┌─ Entries shown

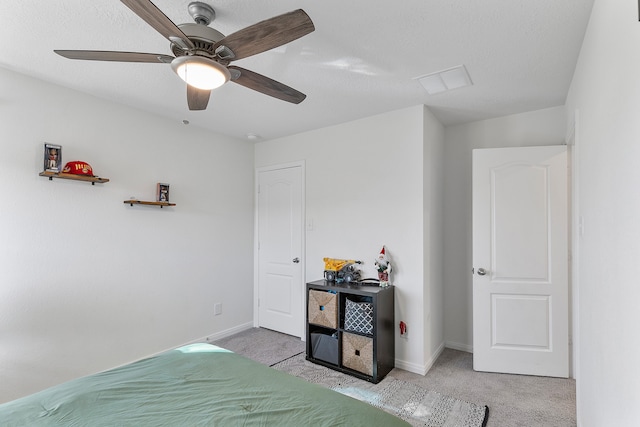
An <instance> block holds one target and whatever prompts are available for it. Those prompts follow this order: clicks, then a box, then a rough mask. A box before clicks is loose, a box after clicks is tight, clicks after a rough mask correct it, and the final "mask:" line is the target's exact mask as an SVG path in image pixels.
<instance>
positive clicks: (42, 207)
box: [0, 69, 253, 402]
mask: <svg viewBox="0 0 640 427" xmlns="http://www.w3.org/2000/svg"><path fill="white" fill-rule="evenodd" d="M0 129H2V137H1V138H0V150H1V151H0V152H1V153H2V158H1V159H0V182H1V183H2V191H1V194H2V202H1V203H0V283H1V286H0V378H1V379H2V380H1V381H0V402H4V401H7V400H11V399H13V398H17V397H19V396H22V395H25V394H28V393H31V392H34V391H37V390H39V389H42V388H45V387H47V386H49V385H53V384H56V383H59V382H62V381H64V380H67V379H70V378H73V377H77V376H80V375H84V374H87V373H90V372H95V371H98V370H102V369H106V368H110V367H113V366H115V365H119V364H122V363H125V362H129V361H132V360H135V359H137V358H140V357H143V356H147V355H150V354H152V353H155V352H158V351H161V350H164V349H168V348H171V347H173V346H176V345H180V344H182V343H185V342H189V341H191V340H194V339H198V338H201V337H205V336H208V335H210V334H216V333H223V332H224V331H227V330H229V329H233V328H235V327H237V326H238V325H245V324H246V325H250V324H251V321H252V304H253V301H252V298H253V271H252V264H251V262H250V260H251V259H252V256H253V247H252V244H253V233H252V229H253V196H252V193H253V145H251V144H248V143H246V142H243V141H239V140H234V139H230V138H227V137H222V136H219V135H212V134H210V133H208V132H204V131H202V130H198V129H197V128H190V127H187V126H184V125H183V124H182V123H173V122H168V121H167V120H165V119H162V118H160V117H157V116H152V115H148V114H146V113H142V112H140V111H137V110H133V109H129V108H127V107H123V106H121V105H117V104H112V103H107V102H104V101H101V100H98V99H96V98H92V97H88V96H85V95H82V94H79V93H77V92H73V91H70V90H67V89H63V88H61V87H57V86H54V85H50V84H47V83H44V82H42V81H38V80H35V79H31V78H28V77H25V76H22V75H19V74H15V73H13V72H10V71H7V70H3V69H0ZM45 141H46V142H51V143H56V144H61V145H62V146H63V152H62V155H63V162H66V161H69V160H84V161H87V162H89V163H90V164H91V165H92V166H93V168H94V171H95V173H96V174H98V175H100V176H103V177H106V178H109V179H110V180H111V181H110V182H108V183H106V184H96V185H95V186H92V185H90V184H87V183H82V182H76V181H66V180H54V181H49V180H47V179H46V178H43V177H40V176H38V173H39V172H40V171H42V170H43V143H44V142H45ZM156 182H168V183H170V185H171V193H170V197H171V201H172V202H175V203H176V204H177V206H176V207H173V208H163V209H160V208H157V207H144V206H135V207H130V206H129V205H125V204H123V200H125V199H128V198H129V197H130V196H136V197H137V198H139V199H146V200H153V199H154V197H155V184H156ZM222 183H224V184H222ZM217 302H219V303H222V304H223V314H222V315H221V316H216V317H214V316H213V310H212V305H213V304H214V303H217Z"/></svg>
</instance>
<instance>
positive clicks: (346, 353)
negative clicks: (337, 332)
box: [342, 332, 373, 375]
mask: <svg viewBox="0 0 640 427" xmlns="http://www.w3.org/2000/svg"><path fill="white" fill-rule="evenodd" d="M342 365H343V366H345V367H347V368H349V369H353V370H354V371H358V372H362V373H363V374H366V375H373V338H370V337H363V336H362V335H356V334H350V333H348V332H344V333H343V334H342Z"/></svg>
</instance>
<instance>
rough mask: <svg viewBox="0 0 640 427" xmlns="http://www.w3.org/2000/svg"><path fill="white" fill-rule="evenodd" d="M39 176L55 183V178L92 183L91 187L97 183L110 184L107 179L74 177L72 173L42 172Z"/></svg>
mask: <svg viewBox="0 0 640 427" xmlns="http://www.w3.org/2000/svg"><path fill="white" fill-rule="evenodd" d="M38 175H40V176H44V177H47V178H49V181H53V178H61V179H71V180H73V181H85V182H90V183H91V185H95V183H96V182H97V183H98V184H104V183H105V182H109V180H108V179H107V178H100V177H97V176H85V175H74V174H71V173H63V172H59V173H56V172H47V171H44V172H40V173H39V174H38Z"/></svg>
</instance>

└─

→ **Exercise goal**: Copy each line of the records that contains the word "clicks".

→ **Written reply**:
An <instance> block holds one target and whatever prompts are available for it. Those prompts follow this order: clicks, then a box, then a rough mask. A box before clicks is loose, a box after clicks is tight, clicks after a rough mask correct it, and the final "mask:" line is the target's exact mask as an SVG path in image pixels.
positive clicks: (42, 207)
positive clicks: (346, 353)
negative clicks: (337, 332)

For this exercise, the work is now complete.